**Your task:** Search the records for the string "green" and copy every line in which it appears.

**Records provided:**
..............................
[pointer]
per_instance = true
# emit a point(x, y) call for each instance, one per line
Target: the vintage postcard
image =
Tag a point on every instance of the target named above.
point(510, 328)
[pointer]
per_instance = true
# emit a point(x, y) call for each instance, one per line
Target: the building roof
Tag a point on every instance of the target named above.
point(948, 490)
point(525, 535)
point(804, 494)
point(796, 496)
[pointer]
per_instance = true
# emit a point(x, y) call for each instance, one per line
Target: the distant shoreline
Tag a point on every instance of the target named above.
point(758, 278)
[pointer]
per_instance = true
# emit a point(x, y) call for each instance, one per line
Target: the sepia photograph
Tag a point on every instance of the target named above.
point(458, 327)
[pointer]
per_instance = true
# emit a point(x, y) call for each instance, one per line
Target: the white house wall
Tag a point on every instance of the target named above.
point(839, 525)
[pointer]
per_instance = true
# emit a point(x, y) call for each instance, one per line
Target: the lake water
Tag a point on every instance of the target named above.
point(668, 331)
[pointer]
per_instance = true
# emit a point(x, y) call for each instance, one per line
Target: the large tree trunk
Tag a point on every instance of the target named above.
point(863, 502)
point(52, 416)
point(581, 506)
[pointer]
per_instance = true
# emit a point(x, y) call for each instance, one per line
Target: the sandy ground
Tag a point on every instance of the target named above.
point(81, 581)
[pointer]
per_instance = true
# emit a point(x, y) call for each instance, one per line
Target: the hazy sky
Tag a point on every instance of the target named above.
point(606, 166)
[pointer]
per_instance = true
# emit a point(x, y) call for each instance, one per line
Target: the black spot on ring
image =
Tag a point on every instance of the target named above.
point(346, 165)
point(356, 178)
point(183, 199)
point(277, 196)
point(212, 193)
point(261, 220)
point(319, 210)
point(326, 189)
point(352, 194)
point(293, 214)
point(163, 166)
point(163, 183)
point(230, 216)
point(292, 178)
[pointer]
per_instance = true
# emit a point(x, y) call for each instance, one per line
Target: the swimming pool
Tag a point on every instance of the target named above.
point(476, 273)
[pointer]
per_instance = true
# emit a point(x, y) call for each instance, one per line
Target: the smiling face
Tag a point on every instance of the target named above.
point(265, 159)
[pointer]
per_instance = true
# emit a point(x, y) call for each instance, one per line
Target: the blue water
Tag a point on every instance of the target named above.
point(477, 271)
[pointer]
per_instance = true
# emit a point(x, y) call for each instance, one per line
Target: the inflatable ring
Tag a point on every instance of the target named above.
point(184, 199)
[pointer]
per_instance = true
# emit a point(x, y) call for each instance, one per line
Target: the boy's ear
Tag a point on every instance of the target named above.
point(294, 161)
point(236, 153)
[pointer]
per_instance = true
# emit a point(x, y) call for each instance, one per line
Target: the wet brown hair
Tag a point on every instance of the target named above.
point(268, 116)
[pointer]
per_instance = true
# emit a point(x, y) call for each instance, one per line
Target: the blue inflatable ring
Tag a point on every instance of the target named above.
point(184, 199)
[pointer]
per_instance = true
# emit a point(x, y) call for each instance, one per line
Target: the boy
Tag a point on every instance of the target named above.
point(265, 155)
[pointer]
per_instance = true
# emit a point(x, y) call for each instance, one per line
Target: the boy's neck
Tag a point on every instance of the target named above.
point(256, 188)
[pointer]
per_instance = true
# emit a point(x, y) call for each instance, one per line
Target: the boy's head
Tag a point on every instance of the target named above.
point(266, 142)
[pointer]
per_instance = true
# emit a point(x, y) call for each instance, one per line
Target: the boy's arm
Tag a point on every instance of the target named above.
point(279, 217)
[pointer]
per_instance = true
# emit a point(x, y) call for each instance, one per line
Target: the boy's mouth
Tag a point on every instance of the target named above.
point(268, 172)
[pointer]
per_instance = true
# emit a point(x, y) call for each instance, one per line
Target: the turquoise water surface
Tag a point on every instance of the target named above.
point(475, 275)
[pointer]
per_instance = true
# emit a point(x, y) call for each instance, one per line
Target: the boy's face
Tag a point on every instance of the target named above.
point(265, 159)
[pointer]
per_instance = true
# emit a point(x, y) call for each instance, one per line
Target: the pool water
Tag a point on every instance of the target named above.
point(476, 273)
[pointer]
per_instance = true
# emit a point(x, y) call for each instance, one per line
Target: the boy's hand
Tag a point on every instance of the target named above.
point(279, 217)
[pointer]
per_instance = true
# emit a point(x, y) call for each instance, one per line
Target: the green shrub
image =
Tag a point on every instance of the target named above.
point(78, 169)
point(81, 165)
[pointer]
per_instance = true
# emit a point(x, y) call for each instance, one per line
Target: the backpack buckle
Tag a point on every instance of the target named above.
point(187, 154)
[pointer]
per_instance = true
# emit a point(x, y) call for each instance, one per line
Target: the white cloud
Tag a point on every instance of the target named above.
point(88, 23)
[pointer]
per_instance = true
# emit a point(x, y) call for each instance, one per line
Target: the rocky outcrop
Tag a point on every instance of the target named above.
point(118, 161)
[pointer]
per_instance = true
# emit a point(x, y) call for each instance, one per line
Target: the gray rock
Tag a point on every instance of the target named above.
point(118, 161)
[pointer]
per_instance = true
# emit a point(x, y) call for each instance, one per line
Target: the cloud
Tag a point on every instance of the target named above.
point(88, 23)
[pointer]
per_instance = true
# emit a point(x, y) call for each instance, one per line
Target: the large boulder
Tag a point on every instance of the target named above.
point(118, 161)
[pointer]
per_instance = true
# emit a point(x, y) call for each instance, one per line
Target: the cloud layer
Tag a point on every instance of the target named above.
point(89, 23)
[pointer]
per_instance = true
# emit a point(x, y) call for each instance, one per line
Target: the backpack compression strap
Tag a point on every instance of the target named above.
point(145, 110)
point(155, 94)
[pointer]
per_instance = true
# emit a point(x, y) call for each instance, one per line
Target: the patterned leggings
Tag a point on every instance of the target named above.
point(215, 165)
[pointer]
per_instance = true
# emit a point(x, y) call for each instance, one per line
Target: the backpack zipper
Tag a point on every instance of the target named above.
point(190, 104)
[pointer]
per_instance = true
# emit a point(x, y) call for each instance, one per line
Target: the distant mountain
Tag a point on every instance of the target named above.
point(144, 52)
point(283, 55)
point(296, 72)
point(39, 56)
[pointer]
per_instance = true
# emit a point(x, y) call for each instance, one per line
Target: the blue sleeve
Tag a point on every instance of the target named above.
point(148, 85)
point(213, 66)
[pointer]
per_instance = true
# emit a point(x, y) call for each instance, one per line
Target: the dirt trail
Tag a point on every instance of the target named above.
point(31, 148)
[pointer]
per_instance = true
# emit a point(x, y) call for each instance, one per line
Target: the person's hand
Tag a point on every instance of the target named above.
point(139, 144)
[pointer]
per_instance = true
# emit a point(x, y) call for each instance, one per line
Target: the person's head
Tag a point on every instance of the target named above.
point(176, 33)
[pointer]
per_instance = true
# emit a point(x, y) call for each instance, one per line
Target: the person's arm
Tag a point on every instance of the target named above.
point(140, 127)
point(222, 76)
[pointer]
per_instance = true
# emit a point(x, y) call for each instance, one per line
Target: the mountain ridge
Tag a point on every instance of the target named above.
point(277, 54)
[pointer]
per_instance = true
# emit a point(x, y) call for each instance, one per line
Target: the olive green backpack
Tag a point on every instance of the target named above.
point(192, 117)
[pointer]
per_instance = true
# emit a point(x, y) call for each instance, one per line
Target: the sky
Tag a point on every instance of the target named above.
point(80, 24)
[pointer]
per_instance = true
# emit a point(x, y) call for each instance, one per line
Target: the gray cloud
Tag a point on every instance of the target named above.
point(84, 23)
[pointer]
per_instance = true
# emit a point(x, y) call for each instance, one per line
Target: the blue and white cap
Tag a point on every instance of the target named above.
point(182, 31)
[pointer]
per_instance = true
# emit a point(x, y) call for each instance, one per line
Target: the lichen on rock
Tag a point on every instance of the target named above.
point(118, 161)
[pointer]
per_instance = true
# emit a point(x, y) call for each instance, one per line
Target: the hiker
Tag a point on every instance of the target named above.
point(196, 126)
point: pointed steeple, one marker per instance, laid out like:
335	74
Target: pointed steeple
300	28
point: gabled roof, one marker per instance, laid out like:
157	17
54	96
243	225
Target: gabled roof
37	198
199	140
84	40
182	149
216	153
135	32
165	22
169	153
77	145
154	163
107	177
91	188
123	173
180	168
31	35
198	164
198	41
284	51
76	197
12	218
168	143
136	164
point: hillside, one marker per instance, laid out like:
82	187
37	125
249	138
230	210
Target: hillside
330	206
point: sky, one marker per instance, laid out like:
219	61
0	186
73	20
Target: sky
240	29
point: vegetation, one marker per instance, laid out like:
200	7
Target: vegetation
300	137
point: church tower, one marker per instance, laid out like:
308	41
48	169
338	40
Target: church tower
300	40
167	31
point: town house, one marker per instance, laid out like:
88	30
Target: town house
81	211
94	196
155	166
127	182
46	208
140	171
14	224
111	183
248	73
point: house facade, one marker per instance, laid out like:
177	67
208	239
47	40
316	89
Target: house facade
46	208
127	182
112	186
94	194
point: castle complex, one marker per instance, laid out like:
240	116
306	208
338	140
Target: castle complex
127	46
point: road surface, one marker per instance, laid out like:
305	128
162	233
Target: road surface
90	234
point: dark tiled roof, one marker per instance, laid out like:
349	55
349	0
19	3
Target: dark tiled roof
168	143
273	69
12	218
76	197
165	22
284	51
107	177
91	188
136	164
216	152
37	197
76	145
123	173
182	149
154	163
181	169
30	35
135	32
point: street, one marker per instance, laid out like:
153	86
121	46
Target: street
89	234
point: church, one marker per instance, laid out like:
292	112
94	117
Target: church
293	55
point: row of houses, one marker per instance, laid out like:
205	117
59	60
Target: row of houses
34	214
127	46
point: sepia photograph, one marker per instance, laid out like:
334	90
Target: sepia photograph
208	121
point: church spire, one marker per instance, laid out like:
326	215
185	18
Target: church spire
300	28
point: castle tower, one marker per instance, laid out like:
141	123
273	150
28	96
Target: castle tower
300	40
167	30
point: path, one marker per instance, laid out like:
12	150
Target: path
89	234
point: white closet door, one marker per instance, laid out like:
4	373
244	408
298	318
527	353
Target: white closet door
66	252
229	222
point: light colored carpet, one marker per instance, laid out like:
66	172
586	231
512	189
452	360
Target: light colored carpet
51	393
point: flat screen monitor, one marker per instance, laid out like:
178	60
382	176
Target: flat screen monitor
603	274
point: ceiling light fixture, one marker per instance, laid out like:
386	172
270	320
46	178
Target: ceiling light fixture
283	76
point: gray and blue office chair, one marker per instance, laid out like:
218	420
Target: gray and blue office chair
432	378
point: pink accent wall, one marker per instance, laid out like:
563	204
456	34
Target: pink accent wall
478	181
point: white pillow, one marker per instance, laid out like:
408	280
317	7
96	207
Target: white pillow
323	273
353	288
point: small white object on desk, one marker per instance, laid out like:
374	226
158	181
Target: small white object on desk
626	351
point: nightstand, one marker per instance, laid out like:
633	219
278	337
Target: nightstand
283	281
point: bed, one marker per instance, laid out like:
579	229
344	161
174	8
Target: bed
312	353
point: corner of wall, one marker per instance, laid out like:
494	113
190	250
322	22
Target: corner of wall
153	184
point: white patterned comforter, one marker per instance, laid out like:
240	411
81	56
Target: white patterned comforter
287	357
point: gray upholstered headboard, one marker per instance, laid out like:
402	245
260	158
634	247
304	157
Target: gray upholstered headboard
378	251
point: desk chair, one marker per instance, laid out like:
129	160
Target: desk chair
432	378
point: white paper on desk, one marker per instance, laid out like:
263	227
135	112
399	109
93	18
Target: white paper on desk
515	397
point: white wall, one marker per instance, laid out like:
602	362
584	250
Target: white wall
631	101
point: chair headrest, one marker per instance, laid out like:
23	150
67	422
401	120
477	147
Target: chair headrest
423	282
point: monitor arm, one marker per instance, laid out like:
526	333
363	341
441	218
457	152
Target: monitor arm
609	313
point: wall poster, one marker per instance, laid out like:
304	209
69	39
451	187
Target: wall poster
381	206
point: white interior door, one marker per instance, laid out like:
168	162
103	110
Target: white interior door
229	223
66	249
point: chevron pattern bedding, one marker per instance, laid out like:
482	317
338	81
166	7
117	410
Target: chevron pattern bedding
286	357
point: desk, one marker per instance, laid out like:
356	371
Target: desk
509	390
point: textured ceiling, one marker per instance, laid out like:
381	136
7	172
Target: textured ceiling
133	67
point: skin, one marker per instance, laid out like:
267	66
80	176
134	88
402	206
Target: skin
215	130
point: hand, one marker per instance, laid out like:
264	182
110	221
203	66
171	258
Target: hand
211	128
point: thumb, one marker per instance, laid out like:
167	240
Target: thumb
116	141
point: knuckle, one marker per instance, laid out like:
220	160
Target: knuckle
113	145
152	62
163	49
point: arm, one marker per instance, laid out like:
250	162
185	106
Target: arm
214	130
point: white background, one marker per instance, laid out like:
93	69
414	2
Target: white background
..............................
**Finished task:**
Target: the green shrub
Target: the olive green backpack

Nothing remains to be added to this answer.